• [Short problem 1]
Answer these questions about the reflection on legacy:
(a) How old was the grandfather when he died?
(b) What subjects did the grandfather teach?
(c) Which two practices does the reflection say that generation in the desert failed to carry out for their children?

My grandfather passed away almost two weeks ago. It’s been difficult, harder than I expected. He was 93, so it wasn’t a huge shock. And yet, I can’t seem to wrap my mind around it. Both my grandparents gone. The ones who nurtured me in ways I can’t even explain. They supported me in my chosen college and chosen major, even though it’s definitely not a money maker. My grandfather taught college Spanish and journalism–my love of teaching and my love of writing are not at all out of place. So much of who I am is a result of who they were.

Death has a way of making you think about legacies, both the legacies the dead person left you and the legacies you’ll be leaving behind. So many of the changes I’ve made have been because I want to pass along something different to my children. I don’t want them to end up with the same emotional, spiritual, or physical issues. I figure I can pass along what I’ve received or I can give them different psychoses.

Lately our bedtime reading has been out of Exodus. It’s always amazing/terrifying to me the things that Israel got to witness. God even says that the plagues are supposed to be faith building to them:

Exodus 10:1-2 Then the LORD said to Moses, “Go to Pharaoh, for I have hardened his heart and the hearts of his officials so that I may perform these miraculous signs of mine among themĀ that you may tell your children and grandchildren how I dealt harshly with the Egyptians and how I performed my signs among them, and that you may know that I am the LORD” (NIV).

And yet, even after seeing these miraculous signs and watching God make a distinction between the Egyptians and the Israelites, this is the generation “whose bodies fell in the desert” and who was unable to enter the land because of “unbelief” (Hebrews 3:15-19 NIV). They left a legacy of unbelief. They didn’t even circumcise their children (Joshua 5:2-9) or celebrate Passover (Joshua 5:10-11). They didn’t live like people who belonged to Yahweh. And that’s the legacy they left their children.

Thankfully, God can always change our family tree–He can raise up godly children out of an ungodly heritage. Even so, I want to be intentional about leaving a godly legacy. God, change me to be the mother You want for my children. Show me what kind of legacy I’m leaving now, and help me to live in the light of my descendants, rather than being entirely focused on myself. Circumcise my heart and the hearts of all my descendants to love You with everything we are. Thank You for changing me the ways You already have! In Jesus’ Name, amen.

Location labeling records:
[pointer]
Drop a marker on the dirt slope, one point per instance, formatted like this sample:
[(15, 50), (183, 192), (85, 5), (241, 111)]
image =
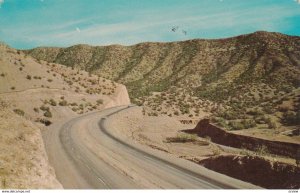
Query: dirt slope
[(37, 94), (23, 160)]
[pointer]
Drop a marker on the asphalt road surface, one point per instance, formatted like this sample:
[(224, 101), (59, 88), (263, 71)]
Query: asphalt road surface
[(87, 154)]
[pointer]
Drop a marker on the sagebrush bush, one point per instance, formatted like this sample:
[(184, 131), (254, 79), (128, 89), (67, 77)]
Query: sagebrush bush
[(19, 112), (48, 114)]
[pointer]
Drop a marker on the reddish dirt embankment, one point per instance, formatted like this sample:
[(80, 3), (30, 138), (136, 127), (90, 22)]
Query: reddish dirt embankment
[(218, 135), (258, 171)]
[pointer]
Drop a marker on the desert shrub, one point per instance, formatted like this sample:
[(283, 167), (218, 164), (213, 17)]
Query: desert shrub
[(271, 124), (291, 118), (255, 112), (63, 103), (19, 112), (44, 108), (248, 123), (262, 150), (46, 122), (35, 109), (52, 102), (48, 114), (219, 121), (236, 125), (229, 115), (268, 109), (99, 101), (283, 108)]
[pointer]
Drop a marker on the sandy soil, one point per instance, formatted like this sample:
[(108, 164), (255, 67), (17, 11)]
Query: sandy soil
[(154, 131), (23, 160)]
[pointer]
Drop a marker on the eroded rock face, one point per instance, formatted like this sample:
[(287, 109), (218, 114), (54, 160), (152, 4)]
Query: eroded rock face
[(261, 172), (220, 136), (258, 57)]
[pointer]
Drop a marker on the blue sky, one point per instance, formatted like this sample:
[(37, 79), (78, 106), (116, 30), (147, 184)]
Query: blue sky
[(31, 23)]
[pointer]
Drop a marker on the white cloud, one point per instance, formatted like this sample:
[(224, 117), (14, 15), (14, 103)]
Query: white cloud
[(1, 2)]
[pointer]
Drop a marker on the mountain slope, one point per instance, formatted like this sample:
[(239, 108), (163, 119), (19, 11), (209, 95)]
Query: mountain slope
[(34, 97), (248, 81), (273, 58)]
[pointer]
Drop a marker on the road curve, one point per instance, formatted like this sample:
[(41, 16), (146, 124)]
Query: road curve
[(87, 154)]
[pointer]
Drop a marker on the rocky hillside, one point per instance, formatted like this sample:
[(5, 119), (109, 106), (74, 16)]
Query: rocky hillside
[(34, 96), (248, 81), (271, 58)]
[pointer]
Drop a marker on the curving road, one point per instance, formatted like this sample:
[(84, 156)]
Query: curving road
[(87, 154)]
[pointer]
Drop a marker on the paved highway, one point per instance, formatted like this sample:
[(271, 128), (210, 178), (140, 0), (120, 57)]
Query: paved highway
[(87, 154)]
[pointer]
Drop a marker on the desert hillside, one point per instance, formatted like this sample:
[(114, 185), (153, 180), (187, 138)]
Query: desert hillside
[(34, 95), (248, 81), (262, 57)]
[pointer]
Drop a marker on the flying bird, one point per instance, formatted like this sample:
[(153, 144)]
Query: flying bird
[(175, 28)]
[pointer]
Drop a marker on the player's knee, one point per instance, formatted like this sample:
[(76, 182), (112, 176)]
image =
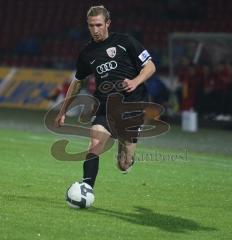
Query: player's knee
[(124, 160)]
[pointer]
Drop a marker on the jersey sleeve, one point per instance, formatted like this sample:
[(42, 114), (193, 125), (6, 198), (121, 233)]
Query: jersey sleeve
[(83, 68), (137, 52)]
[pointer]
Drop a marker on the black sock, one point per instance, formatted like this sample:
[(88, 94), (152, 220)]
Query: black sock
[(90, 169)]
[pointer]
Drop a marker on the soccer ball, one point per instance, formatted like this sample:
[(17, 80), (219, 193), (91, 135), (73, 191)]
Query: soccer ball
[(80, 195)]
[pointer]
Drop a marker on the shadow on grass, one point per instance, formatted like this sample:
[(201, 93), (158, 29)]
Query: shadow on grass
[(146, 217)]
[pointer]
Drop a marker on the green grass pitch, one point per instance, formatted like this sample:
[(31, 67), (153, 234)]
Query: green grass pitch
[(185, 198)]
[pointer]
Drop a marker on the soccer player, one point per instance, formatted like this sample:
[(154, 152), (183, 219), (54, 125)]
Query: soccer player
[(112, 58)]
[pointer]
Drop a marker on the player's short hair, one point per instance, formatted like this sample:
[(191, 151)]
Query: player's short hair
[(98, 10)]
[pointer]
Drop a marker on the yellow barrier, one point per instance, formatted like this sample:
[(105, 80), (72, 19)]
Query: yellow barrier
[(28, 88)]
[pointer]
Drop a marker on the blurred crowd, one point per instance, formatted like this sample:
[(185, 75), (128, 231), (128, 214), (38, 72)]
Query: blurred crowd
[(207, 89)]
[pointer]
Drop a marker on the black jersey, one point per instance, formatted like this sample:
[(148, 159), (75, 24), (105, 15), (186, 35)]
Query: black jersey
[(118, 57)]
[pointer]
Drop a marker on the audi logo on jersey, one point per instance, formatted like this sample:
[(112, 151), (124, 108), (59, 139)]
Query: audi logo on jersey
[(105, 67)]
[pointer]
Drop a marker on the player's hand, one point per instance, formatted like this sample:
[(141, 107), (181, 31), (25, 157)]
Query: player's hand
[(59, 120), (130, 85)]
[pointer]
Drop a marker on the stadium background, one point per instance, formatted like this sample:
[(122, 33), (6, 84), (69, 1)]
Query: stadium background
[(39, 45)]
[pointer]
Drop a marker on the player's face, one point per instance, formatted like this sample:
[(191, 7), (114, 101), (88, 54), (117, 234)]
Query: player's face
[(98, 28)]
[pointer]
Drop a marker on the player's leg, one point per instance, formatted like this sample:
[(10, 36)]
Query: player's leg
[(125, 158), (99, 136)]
...
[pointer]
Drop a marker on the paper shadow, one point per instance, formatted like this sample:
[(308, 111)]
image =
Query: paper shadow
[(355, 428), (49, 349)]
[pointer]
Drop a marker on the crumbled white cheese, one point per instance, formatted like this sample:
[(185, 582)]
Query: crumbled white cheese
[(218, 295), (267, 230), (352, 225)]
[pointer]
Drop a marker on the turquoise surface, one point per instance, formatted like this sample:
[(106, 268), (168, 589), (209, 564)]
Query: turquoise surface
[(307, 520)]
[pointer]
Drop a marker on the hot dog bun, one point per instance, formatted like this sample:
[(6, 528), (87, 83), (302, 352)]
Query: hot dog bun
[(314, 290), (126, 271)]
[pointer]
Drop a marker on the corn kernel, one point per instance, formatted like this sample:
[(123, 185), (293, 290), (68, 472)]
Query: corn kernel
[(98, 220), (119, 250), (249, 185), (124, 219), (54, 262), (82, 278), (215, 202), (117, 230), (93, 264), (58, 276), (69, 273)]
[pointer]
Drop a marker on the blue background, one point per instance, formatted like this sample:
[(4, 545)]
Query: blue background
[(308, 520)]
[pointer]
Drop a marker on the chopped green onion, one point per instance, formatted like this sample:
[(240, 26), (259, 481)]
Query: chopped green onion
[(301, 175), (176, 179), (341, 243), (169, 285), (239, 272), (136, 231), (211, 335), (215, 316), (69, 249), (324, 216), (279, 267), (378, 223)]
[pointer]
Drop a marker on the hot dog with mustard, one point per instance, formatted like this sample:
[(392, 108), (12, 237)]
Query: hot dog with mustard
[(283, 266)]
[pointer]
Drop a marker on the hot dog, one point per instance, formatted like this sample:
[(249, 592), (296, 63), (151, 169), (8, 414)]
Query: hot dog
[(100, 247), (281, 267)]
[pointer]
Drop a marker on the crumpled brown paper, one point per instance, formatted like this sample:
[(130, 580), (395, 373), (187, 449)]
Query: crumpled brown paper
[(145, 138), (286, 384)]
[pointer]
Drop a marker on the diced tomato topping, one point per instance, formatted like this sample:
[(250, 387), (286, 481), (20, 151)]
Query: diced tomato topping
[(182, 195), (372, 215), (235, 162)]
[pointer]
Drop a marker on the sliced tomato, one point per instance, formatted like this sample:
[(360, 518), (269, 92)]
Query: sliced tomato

• [Short problem 2] Find each line in the records that contains the string "curving" and copy those lines. Case counts.

• [Full response 1]
(a) 93
(b) College Spanish and journalism
(c) They did not circumcise their children and did not celebrate Passover.

• [Full response 2]
Drop a marker on the curving road, one point per instance, formatted like this sample:
Query: curving road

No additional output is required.